### Passage provided
▶

• What is median?
• What is the difference between the median and mean?
• Calculate median with simple algorithm
• Conclusion

What is median?

First of all, let’s get a good idea what median actually is. Let’s look at wiki definition:

The median of a list of numbers can be found by first sorting the numbers ascending. If there is an odd number of values, the middle one is picked. If there is an even number of values, the median is then defined to be the average of the two middle values. (Wikipedia)

So when we take the definition of median, we need to find the middle in the sorted array.

What is the difference between the median and mean?

The essential difference is that the mean gives a rough average (sum all elements together and divide the sum by the number of elements in the collection) of the whole dataset. At the same time, the median will provide the exact centric value, which falls between the smallest and highest value.

It is important to note that a single centric value can be picked only from ordered values arranged in an ascending or descending order for the median.

For example, if I have an array [1,2,3,4,5], number 3 is the median. But if have an arrray [1,2,3,4,5,6], number 3.5 is the median.

◀

### Exercise requirements
Answer these questions from the passage on the median:
1. According to the Wikipedia definition quoted, what must first be done to a list of numbers to find its median?
2. How is the mean calculated?
3. What is the median of the array [1,2,3,4,5,6]?
Rely solely on the passage on the median for what follows.

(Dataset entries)
▶

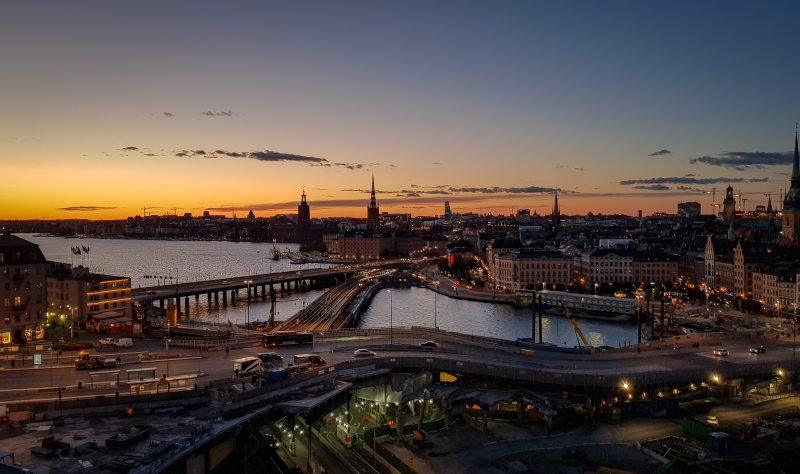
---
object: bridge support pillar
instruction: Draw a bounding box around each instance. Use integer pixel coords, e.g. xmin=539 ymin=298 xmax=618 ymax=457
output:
xmin=395 ymin=406 xmax=406 ymax=439
xmin=442 ymin=398 xmax=450 ymax=431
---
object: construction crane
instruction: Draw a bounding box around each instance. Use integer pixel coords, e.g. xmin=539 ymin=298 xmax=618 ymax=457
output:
xmin=559 ymin=300 xmax=592 ymax=347
xmin=142 ymin=206 xmax=158 ymax=217
xmin=764 ymin=193 xmax=780 ymax=211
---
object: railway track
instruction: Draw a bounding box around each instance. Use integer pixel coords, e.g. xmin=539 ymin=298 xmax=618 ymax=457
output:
xmin=275 ymin=281 xmax=364 ymax=331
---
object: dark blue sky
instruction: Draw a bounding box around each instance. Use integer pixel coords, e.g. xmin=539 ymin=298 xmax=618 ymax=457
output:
xmin=0 ymin=1 xmax=800 ymax=217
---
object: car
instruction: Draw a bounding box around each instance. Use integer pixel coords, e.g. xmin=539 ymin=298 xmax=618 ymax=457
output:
xmin=353 ymin=349 xmax=377 ymax=357
xmin=256 ymin=352 xmax=283 ymax=362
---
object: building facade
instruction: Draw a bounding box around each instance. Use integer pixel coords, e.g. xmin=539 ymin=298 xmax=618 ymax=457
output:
xmin=489 ymin=249 xmax=572 ymax=291
xmin=47 ymin=263 xmax=133 ymax=329
xmin=782 ymin=130 xmax=800 ymax=242
xmin=0 ymin=234 xmax=47 ymax=344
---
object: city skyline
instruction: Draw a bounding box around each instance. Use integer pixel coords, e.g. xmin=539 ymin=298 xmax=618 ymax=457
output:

◀

### Written solution
1. The numbers must be sorted in ascending order.
2. All elements are summed together, and the sum is divided by the number of elements in the collection.
3. 3.5